### What you are asked to do
Write out, word for word, the entries below from the line containing "forelock using the picture above." through the end of the entries, including both of those lines.

Data drawn from a collection
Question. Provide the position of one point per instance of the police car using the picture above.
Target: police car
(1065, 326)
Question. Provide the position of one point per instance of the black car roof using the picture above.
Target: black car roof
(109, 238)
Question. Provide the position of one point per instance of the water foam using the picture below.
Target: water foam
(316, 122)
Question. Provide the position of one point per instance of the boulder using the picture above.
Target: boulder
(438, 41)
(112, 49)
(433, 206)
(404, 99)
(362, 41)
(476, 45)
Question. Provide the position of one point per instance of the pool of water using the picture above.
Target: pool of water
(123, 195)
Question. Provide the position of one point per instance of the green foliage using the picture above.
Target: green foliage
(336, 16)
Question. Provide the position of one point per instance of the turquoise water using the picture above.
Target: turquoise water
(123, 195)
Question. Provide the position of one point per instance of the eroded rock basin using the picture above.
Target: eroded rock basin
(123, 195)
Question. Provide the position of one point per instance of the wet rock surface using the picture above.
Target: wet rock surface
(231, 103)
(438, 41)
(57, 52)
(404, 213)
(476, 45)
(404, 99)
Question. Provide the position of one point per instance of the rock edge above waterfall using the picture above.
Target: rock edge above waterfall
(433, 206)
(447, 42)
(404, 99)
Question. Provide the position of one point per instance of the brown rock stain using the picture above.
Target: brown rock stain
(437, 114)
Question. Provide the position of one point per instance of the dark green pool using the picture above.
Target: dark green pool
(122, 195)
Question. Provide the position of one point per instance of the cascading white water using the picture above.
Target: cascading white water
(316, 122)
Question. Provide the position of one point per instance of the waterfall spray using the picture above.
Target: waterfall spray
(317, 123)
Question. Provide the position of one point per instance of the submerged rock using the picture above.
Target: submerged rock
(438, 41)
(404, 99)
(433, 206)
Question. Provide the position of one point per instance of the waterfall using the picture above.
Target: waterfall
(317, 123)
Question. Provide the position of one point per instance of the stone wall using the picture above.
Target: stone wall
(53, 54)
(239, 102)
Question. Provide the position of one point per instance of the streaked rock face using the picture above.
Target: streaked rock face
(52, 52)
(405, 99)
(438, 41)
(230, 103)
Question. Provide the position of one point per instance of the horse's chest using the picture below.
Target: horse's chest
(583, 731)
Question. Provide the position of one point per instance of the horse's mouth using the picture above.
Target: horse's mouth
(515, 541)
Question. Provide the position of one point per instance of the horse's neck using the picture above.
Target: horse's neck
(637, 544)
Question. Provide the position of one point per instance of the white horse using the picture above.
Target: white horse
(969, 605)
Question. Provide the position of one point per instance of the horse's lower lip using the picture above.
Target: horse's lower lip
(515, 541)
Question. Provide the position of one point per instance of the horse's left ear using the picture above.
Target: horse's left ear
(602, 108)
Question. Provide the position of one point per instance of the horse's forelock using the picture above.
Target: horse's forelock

### Output
Question. Provide the position of one point per instance of the horse's forelock using the picture above.
Target: horse's forelock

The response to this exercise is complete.